▸ WORK INSTRUCTIONS:
Please change every "keypoint" in the data below to "marker", leaving everything else as it is.
:: PROVIDED DATA
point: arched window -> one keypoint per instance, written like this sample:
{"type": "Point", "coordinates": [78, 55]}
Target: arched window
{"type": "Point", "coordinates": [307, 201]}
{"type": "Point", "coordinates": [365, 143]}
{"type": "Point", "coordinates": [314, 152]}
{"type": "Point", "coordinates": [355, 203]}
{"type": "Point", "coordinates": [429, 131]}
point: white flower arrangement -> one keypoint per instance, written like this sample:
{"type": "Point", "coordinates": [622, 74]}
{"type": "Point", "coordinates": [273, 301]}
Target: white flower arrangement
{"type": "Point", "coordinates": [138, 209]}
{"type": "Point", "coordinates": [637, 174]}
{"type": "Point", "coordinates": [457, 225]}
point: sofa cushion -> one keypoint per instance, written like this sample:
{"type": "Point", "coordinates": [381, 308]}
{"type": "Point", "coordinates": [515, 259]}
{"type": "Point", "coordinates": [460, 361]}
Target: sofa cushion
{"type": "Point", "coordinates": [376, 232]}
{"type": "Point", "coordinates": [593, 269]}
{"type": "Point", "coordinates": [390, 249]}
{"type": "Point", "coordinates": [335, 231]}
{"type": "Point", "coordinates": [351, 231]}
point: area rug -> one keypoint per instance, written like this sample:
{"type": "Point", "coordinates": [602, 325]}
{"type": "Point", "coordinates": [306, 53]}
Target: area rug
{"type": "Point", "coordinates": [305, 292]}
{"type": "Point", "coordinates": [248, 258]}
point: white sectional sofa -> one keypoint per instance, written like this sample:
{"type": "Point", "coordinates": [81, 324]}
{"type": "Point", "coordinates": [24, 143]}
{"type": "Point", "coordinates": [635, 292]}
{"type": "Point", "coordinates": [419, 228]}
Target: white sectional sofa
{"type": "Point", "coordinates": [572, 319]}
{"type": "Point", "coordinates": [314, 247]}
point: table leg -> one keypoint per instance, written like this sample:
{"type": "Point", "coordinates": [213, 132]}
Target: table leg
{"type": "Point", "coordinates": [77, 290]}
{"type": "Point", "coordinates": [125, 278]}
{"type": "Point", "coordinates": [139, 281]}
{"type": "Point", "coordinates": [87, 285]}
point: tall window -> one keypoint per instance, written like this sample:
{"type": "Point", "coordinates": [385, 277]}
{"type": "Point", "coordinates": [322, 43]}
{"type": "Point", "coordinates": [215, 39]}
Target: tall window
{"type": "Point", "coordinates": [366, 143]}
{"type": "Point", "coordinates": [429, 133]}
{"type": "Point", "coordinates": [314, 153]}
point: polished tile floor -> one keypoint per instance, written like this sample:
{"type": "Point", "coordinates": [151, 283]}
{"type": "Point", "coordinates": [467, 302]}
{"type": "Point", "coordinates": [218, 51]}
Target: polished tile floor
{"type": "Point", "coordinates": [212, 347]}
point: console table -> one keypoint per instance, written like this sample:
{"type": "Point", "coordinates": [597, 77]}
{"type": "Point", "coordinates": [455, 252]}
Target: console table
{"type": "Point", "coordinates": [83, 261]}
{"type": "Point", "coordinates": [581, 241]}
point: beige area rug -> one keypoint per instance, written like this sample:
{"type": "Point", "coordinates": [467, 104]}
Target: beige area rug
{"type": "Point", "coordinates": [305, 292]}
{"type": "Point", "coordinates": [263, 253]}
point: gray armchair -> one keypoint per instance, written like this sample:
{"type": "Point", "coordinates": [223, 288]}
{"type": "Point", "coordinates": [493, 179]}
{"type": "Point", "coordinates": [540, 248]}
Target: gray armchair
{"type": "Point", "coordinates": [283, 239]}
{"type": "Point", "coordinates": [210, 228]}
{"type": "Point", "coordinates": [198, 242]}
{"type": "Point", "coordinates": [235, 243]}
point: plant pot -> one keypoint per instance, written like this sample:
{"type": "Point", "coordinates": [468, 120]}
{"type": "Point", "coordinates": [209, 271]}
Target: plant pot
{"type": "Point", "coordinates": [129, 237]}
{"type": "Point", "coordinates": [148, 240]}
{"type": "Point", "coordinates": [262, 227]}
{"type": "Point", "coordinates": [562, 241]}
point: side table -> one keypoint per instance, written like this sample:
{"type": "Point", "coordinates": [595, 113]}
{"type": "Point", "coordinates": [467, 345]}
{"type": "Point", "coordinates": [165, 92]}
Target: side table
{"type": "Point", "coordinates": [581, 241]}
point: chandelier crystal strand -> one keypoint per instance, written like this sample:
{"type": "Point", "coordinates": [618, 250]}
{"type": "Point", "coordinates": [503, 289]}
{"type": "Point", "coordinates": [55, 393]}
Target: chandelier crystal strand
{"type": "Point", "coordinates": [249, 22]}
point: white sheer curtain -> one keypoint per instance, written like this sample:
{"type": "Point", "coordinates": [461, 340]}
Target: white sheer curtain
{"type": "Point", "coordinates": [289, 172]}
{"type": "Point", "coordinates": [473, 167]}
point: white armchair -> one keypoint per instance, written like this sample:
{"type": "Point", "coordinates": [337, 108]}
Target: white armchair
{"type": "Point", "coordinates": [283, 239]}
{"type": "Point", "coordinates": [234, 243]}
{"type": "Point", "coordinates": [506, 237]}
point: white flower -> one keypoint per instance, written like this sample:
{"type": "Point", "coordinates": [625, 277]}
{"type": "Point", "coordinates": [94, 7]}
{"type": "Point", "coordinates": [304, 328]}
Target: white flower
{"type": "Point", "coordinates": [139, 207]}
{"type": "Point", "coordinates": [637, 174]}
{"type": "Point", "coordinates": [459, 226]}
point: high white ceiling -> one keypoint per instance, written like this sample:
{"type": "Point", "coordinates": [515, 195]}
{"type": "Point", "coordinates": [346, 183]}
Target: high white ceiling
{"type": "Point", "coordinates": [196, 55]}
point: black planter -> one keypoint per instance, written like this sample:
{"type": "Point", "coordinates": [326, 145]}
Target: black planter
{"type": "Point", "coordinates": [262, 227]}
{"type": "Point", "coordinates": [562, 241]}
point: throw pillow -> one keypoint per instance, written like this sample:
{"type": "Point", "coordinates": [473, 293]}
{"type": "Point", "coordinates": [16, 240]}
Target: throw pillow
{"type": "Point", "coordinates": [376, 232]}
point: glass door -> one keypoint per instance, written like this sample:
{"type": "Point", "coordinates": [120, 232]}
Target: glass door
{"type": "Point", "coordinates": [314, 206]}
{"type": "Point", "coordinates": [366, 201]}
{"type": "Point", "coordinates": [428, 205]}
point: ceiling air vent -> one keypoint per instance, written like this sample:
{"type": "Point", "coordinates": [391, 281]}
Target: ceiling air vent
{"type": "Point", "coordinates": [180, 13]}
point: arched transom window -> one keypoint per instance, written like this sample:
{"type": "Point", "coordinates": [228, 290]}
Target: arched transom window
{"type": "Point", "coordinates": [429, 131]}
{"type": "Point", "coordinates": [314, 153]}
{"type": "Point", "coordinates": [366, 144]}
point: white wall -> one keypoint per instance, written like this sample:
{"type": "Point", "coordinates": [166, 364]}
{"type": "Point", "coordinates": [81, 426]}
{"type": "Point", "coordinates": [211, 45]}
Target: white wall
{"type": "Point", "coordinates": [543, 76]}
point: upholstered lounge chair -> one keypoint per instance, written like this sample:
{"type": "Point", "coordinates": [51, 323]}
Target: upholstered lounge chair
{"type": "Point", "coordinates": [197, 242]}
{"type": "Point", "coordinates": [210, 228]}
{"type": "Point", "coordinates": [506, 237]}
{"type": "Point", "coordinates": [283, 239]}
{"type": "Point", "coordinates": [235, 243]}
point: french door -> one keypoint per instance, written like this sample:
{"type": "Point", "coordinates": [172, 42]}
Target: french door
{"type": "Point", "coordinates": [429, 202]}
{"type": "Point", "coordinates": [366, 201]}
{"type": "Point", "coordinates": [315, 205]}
::::
▸ SOLUTION TO THIS EXERCISE:
point: arched window -> one marker per instance, written like this sample:
{"type": "Point", "coordinates": [78, 55]}
Target: arched window
{"type": "Point", "coordinates": [307, 201]}
{"type": "Point", "coordinates": [365, 143]}
{"type": "Point", "coordinates": [314, 152]}
{"type": "Point", "coordinates": [355, 203]}
{"type": "Point", "coordinates": [429, 131]}
point: white flower arrangement -> one marker per instance, written like this sample:
{"type": "Point", "coordinates": [622, 74]}
{"type": "Point", "coordinates": [273, 301]}
Target: white flower arrangement
{"type": "Point", "coordinates": [138, 209]}
{"type": "Point", "coordinates": [637, 174]}
{"type": "Point", "coordinates": [457, 225]}
point: sofa cushion -> one marker per instance, written like this sample:
{"type": "Point", "coordinates": [381, 308]}
{"type": "Point", "coordinates": [515, 259]}
{"type": "Point", "coordinates": [460, 361]}
Target: sofa cushion
{"type": "Point", "coordinates": [376, 232]}
{"type": "Point", "coordinates": [593, 269]}
{"type": "Point", "coordinates": [390, 249]}
{"type": "Point", "coordinates": [335, 231]}
{"type": "Point", "coordinates": [351, 231]}
point: area rug -> one marker per instance, written like this sample:
{"type": "Point", "coordinates": [602, 325]}
{"type": "Point", "coordinates": [306, 53]}
Target: area rug
{"type": "Point", "coordinates": [305, 292]}
{"type": "Point", "coordinates": [248, 258]}
point: white sectional sofa -> one marker per instance, written like this sample:
{"type": "Point", "coordinates": [81, 324]}
{"type": "Point", "coordinates": [24, 143]}
{"type": "Point", "coordinates": [635, 292]}
{"type": "Point", "coordinates": [419, 228]}
Target: white sectional sofa
{"type": "Point", "coordinates": [572, 319]}
{"type": "Point", "coordinates": [314, 247]}
point: table leg -> one marker per instance, written like this sample:
{"type": "Point", "coordinates": [213, 132]}
Target: table leg
{"type": "Point", "coordinates": [77, 290]}
{"type": "Point", "coordinates": [125, 278]}
{"type": "Point", "coordinates": [139, 281]}
{"type": "Point", "coordinates": [87, 285]}
point: tall window -> one marker per instance, written like this sample:
{"type": "Point", "coordinates": [385, 277]}
{"type": "Point", "coordinates": [322, 43]}
{"type": "Point", "coordinates": [215, 39]}
Target: tall window
{"type": "Point", "coordinates": [366, 143]}
{"type": "Point", "coordinates": [429, 133]}
{"type": "Point", "coordinates": [314, 153]}
point: polished tile floor -> one marker per instance, written like this sample:
{"type": "Point", "coordinates": [151, 283]}
{"type": "Point", "coordinates": [467, 302]}
{"type": "Point", "coordinates": [218, 51]}
Target: polished tile floor
{"type": "Point", "coordinates": [212, 347]}
point: console table -> one marker per instance, written like this sample:
{"type": "Point", "coordinates": [597, 77]}
{"type": "Point", "coordinates": [455, 252]}
Target: console table
{"type": "Point", "coordinates": [83, 261]}
{"type": "Point", "coordinates": [581, 241]}
point: beige area rug -> one marker per instance, written like this sample:
{"type": "Point", "coordinates": [467, 104]}
Target: beige area rug
{"type": "Point", "coordinates": [305, 292]}
{"type": "Point", "coordinates": [263, 253]}
point: gray armchair -> one marker per instance, written like this sample:
{"type": "Point", "coordinates": [223, 288]}
{"type": "Point", "coordinates": [493, 179]}
{"type": "Point", "coordinates": [540, 248]}
Target: gray armchair
{"type": "Point", "coordinates": [283, 239]}
{"type": "Point", "coordinates": [210, 228]}
{"type": "Point", "coordinates": [198, 242]}
{"type": "Point", "coordinates": [235, 243]}
point: plant pot -> one marker per instance, written like this sample:
{"type": "Point", "coordinates": [468, 120]}
{"type": "Point", "coordinates": [209, 271]}
Target: plant pot
{"type": "Point", "coordinates": [129, 237]}
{"type": "Point", "coordinates": [148, 240]}
{"type": "Point", "coordinates": [262, 227]}
{"type": "Point", "coordinates": [562, 241]}
point: side table -> one marker per instance, written like this sample:
{"type": "Point", "coordinates": [595, 113]}
{"type": "Point", "coordinates": [467, 345]}
{"type": "Point", "coordinates": [165, 92]}
Target: side table
{"type": "Point", "coordinates": [581, 241]}
point: chandelier crystal strand -> one marker per instance, written like this sample:
{"type": "Point", "coordinates": [618, 250]}
{"type": "Point", "coordinates": [503, 289]}
{"type": "Point", "coordinates": [55, 393]}
Target: chandelier crystal strand
{"type": "Point", "coordinates": [249, 22]}
point: white sheer curtain -> one marker per instance, written like this sample:
{"type": "Point", "coordinates": [461, 340]}
Target: white sheer curtain
{"type": "Point", "coordinates": [289, 172]}
{"type": "Point", "coordinates": [473, 167]}
point: white armchair -> one marker per instance, written like this sample:
{"type": "Point", "coordinates": [337, 108]}
Target: white armchair
{"type": "Point", "coordinates": [283, 239]}
{"type": "Point", "coordinates": [234, 243]}
{"type": "Point", "coordinates": [506, 237]}
point: white flower -> one marker per instance, written like this sample:
{"type": "Point", "coordinates": [625, 277]}
{"type": "Point", "coordinates": [94, 7]}
{"type": "Point", "coordinates": [304, 328]}
Target: white flower
{"type": "Point", "coordinates": [139, 207]}
{"type": "Point", "coordinates": [637, 174]}
{"type": "Point", "coordinates": [459, 226]}
point: high white ceiling -> one marker per instance, written like this sample:
{"type": "Point", "coordinates": [515, 195]}
{"type": "Point", "coordinates": [346, 183]}
Target: high white ceiling
{"type": "Point", "coordinates": [196, 55]}
point: black planter -> one marker per instance, written like this sample:
{"type": "Point", "coordinates": [326, 145]}
Target: black planter
{"type": "Point", "coordinates": [262, 227]}
{"type": "Point", "coordinates": [562, 241]}
point: throw pillow -> one marker per instance, written like this sample:
{"type": "Point", "coordinates": [473, 293]}
{"type": "Point", "coordinates": [16, 240]}
Target: throw pillow
{"type": "Point", "coordinates": [376, 232]}
point: glass door -> one marker per instance, written like this sample:
{"type": "Point", "coordinates": [120, 232]}
Target: glass door
{"type": "Point", "coordinates": [314, 206]}
{"type": "Point", "coordinates": [366, 201]}
{"type": "Point", "coordinates": [428, 205]}
point: ceiling air vent -> one marker per instance, written like this sample:
{"type": "Point", "coordinates": [391, 281]}
Target: ceiling air vent
{"type": "Point", "coordinates": [180, 13]}
point: arched transom window -> one marker per instance, written like this sample:
{"type": "Point", "coordinates": [228, 290]}
Target: arched transom window
{"type": "Point", "coordinates": [429, 131]}
{"type": "Point", "coordinates": [314, 153]}
{"type": "Point", "coordinates": [366, 144]}
point: white wall -> one marker per instance, written like this sample:
{"type": "Point", "coordinates": [166, 364]}
{"type": "Point", "coordinates": [81, 426]}
{"type": "Point", "coordinates": [211, 45]}
Target: white wall
{"type": "Point", "coordinates": [543, 76]}
point: upholstered lounge chair -> one marker per instance, written like this sample:
{"type": "Point", "coordinates": [51, 323]}
Target: upholstered lounge chair
{"type": "Point", "coordinates": [197, 242]}
{"type": "Point", "coordinates": [210, 228]}
{"type": "Point", "coordinates": [506, 237]}
{"type": "Point", "coordinates": [283, 239]}
{"type": "Point", "coordinates": [235, 243]}
point: french door -> one marker per instance, written like this sample:
{"type": "Point", "coordinates": [172, 42]}
Target: french door
{"type": "Point", "coordinates": [429, 202]}
{"type": "Point", "coordinates": [366, 201]}
{"type": "Point", "coordinates": [315, 205]}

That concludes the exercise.